> **STATED GOAL A**
Reproduce the Slurm passage verbatim from "To cancel job" to "array index value.".

> **PASSAGE**
** Start **

To cancel job job0 with jobid 29509 (obtained through squeue), you would use :
$ scancel 29509
interactive jobs
- Example 1: access one node in interactive for an hour
$ srun --nodes=1 --time=00:30:00 -p cpu_short --pty /bin/bash
[user@node001 ~]$ hostname
node001
- Example 2: access on a node with a GPU for 30 minutes
[user@ruche01 ~]$ srun --nodes=1 --time=00:30:00 -p gpu --gres=gpu:1 --pty /bin/bash
- Use
--x11
option if you need X forwarding.
job arrays
Job arrays are only supported for batch jobs and the array index values are specified using the --array or -a option of the sbatch command. The option argument can be specific array index values, a range of index values, and an optional step size as shown in the examples below. Jobs which are part of a job array will have the environment variable SLURM_ARRAY_TASK_ID set to its array index value.

** End **

> **STATED GOAL B**
Identify each line in the records below that contains the string "Target", and copy those lines unchanged.

> **INPUT RECORDS**
** Start **

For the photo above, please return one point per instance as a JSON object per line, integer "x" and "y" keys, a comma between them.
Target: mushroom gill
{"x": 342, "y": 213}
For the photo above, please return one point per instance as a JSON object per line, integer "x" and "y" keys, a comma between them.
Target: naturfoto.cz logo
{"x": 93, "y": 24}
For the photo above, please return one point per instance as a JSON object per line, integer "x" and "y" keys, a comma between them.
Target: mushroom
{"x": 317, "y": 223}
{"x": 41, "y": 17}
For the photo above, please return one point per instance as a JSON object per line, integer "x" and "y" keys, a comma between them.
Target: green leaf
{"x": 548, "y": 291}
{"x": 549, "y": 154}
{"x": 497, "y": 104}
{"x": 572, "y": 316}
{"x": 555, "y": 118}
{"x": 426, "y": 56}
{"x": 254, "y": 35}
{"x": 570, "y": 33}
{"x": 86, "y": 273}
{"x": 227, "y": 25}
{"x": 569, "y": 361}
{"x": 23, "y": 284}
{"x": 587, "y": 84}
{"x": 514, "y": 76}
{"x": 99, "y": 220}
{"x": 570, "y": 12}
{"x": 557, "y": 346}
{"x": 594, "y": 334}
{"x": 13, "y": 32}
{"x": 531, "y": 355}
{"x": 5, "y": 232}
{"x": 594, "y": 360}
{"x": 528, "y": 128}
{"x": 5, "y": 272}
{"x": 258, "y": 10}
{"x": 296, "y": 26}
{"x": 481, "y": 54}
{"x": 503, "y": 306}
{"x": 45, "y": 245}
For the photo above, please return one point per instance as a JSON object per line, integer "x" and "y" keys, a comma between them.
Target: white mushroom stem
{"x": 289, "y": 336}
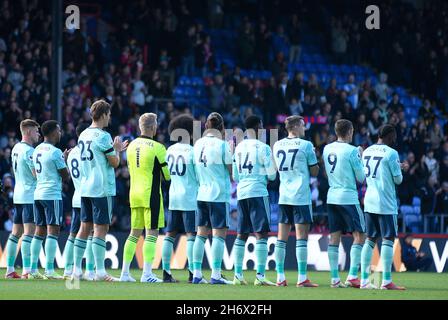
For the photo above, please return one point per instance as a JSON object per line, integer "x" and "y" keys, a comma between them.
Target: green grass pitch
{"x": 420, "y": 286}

** End **

> **ANSWER A**
To cancel job job0 with jobid 29509 (obtained through squeue), you would use :
$ scancel 29509
interactive jobs
- Example 1: access one node in interactive for an hour
$ srun --nodes=1 --time=00:30:00 -p cpu_short --pty /bin/bash
[user@node001 ~]$ hostname
node001
- Example 2: access on a node with a GPU for 30 minutes
[user@ruche01 ~]$ srun --nodes=1 --time=00:30:00 -p gpu --gres=gpu:1 --pty /bin/bash
- Use
--x11
option if you need X forwarding.
job arrays
Job arrays are only supported for batch jobs and the array index values are specified using the --array or -a option of the sbatch command. The option argument can be specific array index values, a range of index values, and an optional step size as shown in the examples below. Jobs which are part of a job array will have the environment variable SLURM_ARRAY_TASK_ID set to its array index value.

> **ANSWER B**
Target: mushroom gill
Target: naturfoto.cz logo
Target: mushroom
Target: green leaf
Target: white mushroom stem
Target: green grass pitch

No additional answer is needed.